• Your instructions: Rewrite all the lines of the records below as a numbered list, omitting the blank lines.

• Exercise data:
++++++++++++++++++++

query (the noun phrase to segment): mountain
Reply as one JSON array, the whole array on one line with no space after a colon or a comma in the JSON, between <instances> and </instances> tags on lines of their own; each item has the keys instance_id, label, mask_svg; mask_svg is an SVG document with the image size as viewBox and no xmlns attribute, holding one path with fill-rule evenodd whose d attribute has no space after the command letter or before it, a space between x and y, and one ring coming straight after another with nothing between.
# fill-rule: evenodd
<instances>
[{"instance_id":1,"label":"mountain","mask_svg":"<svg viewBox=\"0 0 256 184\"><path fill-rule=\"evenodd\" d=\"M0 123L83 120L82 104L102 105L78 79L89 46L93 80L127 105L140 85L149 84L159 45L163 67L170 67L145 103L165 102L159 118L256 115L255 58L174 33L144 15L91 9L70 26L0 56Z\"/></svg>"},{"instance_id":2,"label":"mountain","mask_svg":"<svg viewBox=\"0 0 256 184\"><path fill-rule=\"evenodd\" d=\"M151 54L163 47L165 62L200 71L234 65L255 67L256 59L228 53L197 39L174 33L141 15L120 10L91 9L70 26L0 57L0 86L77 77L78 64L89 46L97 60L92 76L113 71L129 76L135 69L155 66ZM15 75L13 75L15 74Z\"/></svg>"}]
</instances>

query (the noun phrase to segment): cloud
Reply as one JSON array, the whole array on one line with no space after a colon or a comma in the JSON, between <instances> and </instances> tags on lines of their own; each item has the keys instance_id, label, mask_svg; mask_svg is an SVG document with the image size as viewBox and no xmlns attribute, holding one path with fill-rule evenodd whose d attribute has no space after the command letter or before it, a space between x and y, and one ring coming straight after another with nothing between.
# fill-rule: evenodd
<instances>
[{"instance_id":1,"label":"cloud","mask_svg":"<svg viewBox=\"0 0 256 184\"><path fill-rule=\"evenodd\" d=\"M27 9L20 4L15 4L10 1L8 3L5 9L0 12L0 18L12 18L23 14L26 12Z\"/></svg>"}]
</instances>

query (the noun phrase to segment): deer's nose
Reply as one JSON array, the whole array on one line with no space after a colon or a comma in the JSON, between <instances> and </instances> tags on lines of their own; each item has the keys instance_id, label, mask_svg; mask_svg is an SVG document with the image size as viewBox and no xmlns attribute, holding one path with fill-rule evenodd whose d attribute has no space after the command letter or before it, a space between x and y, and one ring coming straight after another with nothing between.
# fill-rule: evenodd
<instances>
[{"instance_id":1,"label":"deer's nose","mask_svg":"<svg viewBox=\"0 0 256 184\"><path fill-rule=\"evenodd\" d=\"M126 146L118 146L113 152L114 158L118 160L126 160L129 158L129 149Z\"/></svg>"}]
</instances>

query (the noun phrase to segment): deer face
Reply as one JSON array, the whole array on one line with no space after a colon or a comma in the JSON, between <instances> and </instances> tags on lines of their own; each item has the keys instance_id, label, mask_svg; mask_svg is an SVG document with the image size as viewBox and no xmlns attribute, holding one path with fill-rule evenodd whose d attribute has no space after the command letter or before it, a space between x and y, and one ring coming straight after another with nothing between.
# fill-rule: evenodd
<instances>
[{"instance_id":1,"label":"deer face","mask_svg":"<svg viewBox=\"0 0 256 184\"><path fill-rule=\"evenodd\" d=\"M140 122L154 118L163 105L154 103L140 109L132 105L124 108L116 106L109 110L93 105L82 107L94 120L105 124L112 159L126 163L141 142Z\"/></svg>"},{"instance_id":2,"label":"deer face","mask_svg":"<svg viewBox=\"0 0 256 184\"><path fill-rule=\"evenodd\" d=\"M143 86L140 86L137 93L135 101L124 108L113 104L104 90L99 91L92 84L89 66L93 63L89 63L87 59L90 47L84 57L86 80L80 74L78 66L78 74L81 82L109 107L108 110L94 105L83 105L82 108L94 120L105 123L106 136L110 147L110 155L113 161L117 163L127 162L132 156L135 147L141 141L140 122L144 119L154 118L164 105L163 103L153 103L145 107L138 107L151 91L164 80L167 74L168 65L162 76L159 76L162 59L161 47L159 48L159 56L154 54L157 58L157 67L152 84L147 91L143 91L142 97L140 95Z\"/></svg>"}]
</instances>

++++++++++++++++++++

• Result:
1. query (the noun phrase to segment): mountain
2. Reply as one JSON array, the whole array on one line with no space after a colon or a comma in the JSON, between <instances> and </instances> tags on lines of their own; each item has the keys instance_id, label, mask_svg; mask_svg is an SVG document with the image size as viewBox and no xmlns attribute, holding one path with fill-rule evenodd whose d attribute has no space after the command letter or before it, a space between x and y, and one ring coming straight after another with nothing between.
3. # fill-rule: evenodd
4. <instances>
5. [{"instance_id":1,"label":"mountain","mask_svg":"<svg viewBox=\"0 0 256 184\"><path fill-rule=\"evenodd\" d=\"M0 123L83 120L82 104L102 105L78 79L89 46L93 80L127 105L140 85L149 84L159 45L163 67L170 67L145 103L165 102L159 118L256 115L255 58L174 33L144 15L91 9L70 26L0 56Z\"/></svg>"},{"instance_id":2,"label":"mountain","mask_svg":"<svg viewBox=\"0 0 256 184\"><path fill-rule=\"evenodd\" d=\"M151 54L163 47L165 62L200 71L234 65L255 67L256 59L228 53L197 39L174 33L141 15L120 10L91 9L70 26L0 57L0 86L77 77L78 64L89 46L97 60L92 76L113 71L129 76L135 69L155 66ZM15 75L13 75L15 74Z\"/></svg>"}]
6. </instances>
7. query (the noun phrase to segment): cloud
8. Reply as one JSON array, the whole array on one line with no space after a colon or a comma in the JSON, between <instances> and </instances> tags on lines of their own; each item has the keys instance_id, label, mask_svg; mask_svg is an SVG document with the image size as viewBox and no xmlns attribute, holding one path with fill-rule evenodd whose d attribute has no space after the command letter or before it, a space between x and y, and one ring coming straight after another with nothing between.
9. # fill-rule: evenodd
10. <instances>
11. [{"instance_id":1,"label":"cloud","mask_svg":"<svg viewBox=\"0 0 256 184\"><path fill-rule=\"evenodd\" d=\"M27 9L20 4L15 4L10 1L8 3L5 9L0 12L0 18L12 18L23 14L26 12Z\"/></svg>"}]
12. </instances>
13. query (the noun phrase to segment): deer's nose
14. Reply as one JSON array, the whole array on one line with no space after a colon or a comma in the JSON, between <instances> and </instances> tags on lines of their own; each item has the keys instance_id, label, mask_svg; mask_svg is an SVG document with the image size as viewBox and no xmlns attribute, holding one path with fill-rule evenodd whose d attribute has no space after the command letter or before it, a space between x and y, and one ring coming straight after another with nothing between.
15. # fill-rule: evenodd
16. <instances>
17. [{"instance_id":1,"label":"deer's nose","mask_svg":"<svg viewBox=\"0 0 256 184\"><path fill-rule=\"evenodd\" d=\"M126 146L118 146L113 152L114 158L118 160L126 160L129 158L129 149Z\"/></svg>"}]
18. </instances>
19. query (the noun phrase to segment): deer face
20. Reply as one JSON array, the whole array on one line with no space after a colon or a comma in the JSON, between <instances> and </instances> tags on lines of their own; each item has the keys instance_id, label, mask_svg; mask_svg is an SVG document with the image size as viewBox and no xmlns attribute, holding one path with fill-rule evenodd whose d attribute has no space after the command letter or before it, a space between x and y, and one ring coming straight after another with nothing between.
21. # fill-rule: evenodd
22. <instances>
23. [{"instance_id":1,"label":"deer face","mask_svg":"<svg viewBox=\"0 0 256 184\"><path fill-rule=\"evenodd\" d=\"M140 122L154 118L163 105L154 103L140 109L132 105L124 108L116 106L109 110L93 105L82 107L94 120L105 124L112 159L126 163L141 142Z\"/></svg>"},{"instance_id":2,"label":"deer face","mask_svg":"<svg viewBox=\"0 0 256 184\"><path fill-rule=\"evenodd\" d=\"M143 86L140 86L137 93L135 101L124 108L113 104L104 90L99 91L92 84L89 66L93 63L89 63L87 59L90 47L84 57L86 80L80 74L78 66L78 74L81 82L109 107L108 110L94 105L83 105L82 108L94 120L105 123L106 136L110 147L110 155L113 161L117 163L127 162L132 156L135 147L141 141L140 122L144 119L154 118L164 105L163 103L153 103L145 107L138 107L151 91L164 80L167 74L168 65L162 76L159 76L162 59L161 47L159 48L159 56L154 54L157 58L157 67L152 84L147 91L143 91L142 97L140 95Z\"/></svg>"}]
24. </instances>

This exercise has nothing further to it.